Start of Recorded data

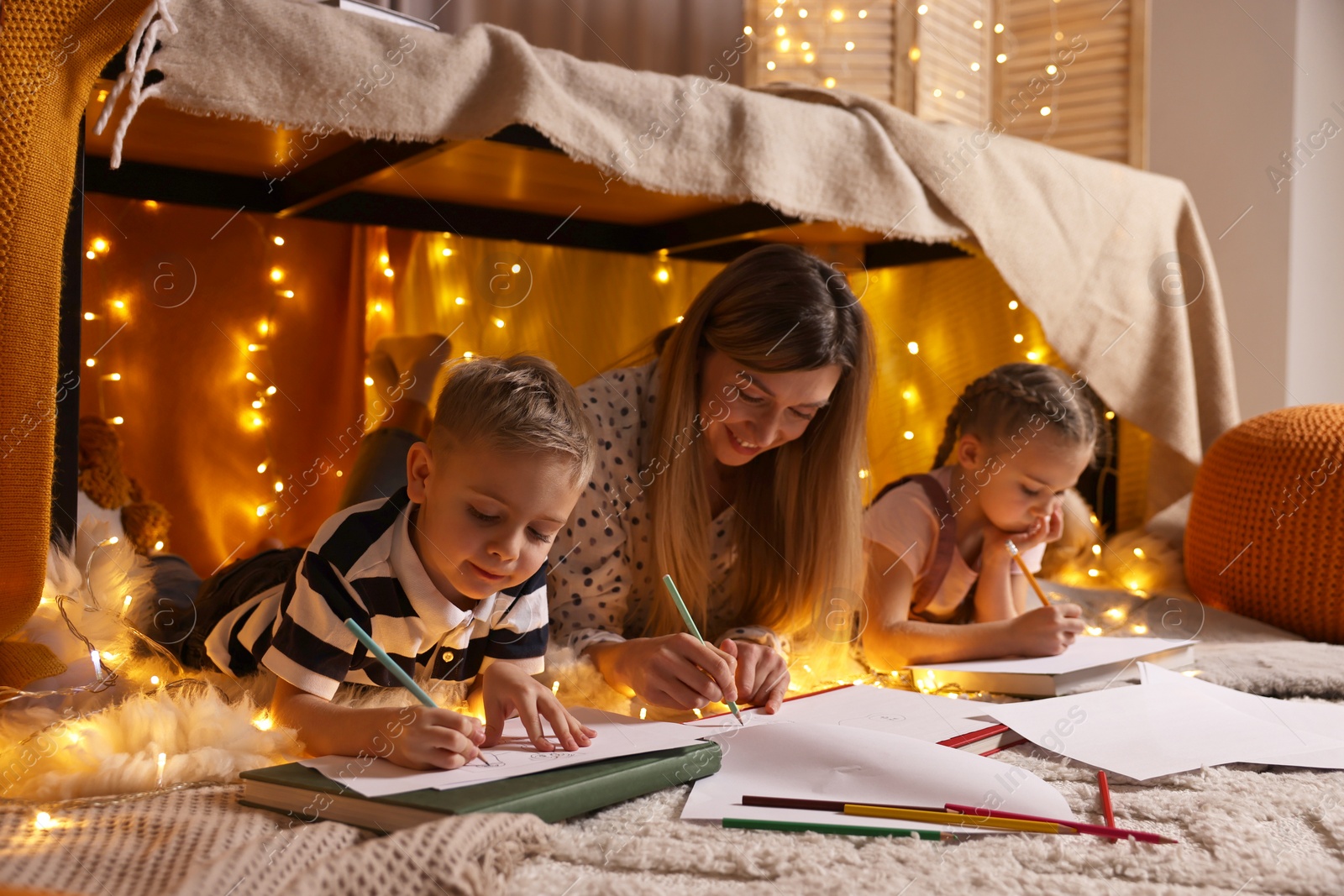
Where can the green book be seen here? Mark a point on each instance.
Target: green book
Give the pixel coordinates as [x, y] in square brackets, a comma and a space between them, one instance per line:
[553, 795]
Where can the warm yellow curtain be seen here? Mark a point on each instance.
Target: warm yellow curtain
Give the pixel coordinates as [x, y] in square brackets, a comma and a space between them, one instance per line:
[580, 308]
[586, 311]
[239, 365]
[50, 55]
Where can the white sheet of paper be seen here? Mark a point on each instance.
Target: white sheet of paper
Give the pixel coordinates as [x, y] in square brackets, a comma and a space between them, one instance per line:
[816, 762]
[1319, 728]
[514, 757]
[898, 712]
[1144, 731]
[1085, 653]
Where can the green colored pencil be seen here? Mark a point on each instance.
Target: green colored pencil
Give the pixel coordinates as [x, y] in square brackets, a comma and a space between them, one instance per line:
[696, 631]
[837, 829]
[365, 638]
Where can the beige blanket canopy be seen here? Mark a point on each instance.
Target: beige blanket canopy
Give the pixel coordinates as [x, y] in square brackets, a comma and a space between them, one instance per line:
[1100, 251]
[1113, 261]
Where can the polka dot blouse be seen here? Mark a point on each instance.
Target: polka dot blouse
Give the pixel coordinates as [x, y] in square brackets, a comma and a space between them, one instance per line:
[601, 575]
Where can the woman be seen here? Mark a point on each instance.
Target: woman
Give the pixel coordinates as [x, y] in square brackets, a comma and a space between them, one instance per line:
[732, 463]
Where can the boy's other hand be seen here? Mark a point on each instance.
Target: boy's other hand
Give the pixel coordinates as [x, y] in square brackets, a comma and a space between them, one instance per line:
[1046, 631]
[763, 674]
[507, 689]
[433, 738]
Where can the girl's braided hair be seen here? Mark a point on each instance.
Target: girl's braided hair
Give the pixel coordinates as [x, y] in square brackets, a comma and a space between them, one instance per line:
[1005, 401]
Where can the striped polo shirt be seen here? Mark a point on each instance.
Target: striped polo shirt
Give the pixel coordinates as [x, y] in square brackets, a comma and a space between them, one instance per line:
[362, 566]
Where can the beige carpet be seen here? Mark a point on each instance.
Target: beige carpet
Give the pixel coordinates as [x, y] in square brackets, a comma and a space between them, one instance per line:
[1243, 829]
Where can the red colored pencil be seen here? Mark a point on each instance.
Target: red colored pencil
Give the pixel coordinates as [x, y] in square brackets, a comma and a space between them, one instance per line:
[1097, 831]
[1105, 799]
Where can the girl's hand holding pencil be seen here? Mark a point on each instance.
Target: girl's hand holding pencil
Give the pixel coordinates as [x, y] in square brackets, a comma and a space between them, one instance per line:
[1045, 631]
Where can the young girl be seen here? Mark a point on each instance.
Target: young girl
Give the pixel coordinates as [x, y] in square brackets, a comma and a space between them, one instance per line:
[941, 584]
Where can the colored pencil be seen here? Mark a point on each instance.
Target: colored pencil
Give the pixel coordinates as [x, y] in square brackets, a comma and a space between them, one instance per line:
[365, 638]
[1082, 828]
[757, 824]
[1032, 579]
[958, 819]
[822, 805]
[696, 631]
[1105, 799]
[1072, 826]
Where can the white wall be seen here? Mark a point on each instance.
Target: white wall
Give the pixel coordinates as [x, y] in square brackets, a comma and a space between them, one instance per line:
[1233, 86]
[1316, 251]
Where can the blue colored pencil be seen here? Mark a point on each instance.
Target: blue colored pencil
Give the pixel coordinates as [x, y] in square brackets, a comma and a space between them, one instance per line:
[696, 631]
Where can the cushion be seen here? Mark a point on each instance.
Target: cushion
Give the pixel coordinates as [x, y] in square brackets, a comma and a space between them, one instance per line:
[1267, 521]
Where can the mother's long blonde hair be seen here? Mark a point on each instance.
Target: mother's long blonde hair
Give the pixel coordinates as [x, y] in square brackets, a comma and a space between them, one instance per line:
[800, 506]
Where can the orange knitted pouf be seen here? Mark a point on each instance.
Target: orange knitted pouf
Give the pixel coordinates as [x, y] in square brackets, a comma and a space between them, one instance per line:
[1267, 523]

End of Recorded data

▸ Exercise description: Pictures stay out. Write out everything else in the material exactly.

▸ Written response:
Where can the green book be seen here? Mark a point on each instance.
Target: green book
Give the pixel coordinates as [x, y] in square brackets, a comma and a space between them, one instance per line:
[553, 795]
Where can the warm yellow curtain be seen here? Mark a point on each instance.
Target: warm yellow curtain
Give the pixel coordinates as [x, y] in square brackets, a comma and a space between them, one instance per line:
[580, 308]
[586, 311]
[239, 365]
[50, 55]
Where can the white sheet of paper be seen here? Mark a point on each instance.
Target: white sheet of paper
Give the pixel coordinates as [x, y] in square brackets, a comma and a space between them, one instance per line:
[816, 762]
[1319, 728]
[514, 757]
[898, 712]
[1144, 731]
[1085, 653]
Where can the green colored pencil be seen here? Mark a point on each instance.
Target: green colored pencil
Give the pixel coordinates as [x, y] in square brackets, a comma and a space between them, one instance per line:
[696, 631]
[837, 829]
[365, 638]
Where can the beige blanket canopy be seen here? Mark a point on each instance.
Target: beige blanket canopy
Give the pixel coordinates as [x, y] in square brackets, a comma and a space between them, one instance per line:
[1100, 251]
[1113, 261]
Where can the polka dot blouse be seen here? Mark a point on each instance.
Target: polka dot blouse
Give the pixel coordinates as [x, y] in square brackets, a comma and a space between them, one instance per line:
[601, 575]
Where can the woman be seen here? Mark a point on each instance.
Target: woman
Give the pixel coordinates as [x, y] in square brackets, a comma and a space between them, one instance per line:
[732, 463]
Where can the boy's other hand be seen here? Mark a point on each instance.
Target: boy's other hand
Give the pixel coordinates as [x, y] in square brackets, a comma and a space between them, one instance per line:
[1046, 631]
[763, 674]
[507, 689]
[433, 738]
Where can the girl's braided hair be seen here? Mark a point on each instance.
Target: girl's braided hair
Give the pixel coordinates as [x, y] in square brackets, a comma and a space between them, one instance per line:
[1005, 401]
Where can the striped polo shirt be seen here? Mark a point on each instance.
Target: striped polo shirt
Give the pixel coordinates as [x, y] in square brackets, a comma and a space between them, one instance per line:
[362, 566]
Where can the beige carpet be seen here? Mark a point on each instance.
Target: beige carpet
Give the pixel coordinates as [x, y] in square brackets, a comma and a space between them, one instance per line:
[1243, 829]
Where can the red colored pencil be seen here? Mark a point on each instance.
Target: red colored pencil
Give the pixel coordinates as [x, y] in square brackets, a comma and a space between them, one instance per line:
[1097, 831]
[1105, 799]
Where can the girl's hand holding pencil be seen here? Mark a point on each instance.
Target: girl's hand holding pencil
Give the pixel coordinates as [x, y] in square brackets, a comma and a space between them, one instance per line:
[1045, 631]
Where can the young girl be seen here? Mark a point on each instance.
Target: young girl
Give the pixel coordinates as [x, y] in square brackets, a comma and a space between them, one instance per line:
[941, 584]
Where can the colored pencil be seen here? Mark a point on each instance.
Target: colored pencil
Give the pixel coordinates as [x, y] in square brackets, a comma and a space between them, one instance per line:
[365, 638]
[1082, 828]
[757, 824]
[1032, 579]
[958, 819]
[822, 805]
[696, 631]
[1105, 799]
[1072, 826]
Where can the white wall be seen here? Mark a point on each instance.
Target: white wall
Give the pixel coordinates as [x, y] in square brackets, a comma and a space between them, one instance per line:
[1233, 86]
[1316, 251]
Where can the blue colored pencil be seen here? Mark a point on each instance.
Target: blue colored pencil
Give the pixel coordinates as [x, y] in square brackets, a comma and a space between them, one instance per line:
[696, 631]
Where can the cushion be seen here? Mark a point on each instance.
Target: cushion
Give the pixel coordinates as [x, y] in square brackets, a comma and a space between them, one instance per line:
[1267, 521]
Where can the mother's long blonde hair be seen here? Mark a point on each instance.
Target: mother's long blonde hair
Give the pixel coordinates as [x, y] in square brackets, a comma and a space between them, one instance per line:
[800, 506]
Where can the orange knitted pouf be seen here? Mark a point on each instance.
Target: orange knitted pouf
Give the pixel coordinates as [x, y] in square brackets, a comma and a space between them, one instance per line:
[1267, 523]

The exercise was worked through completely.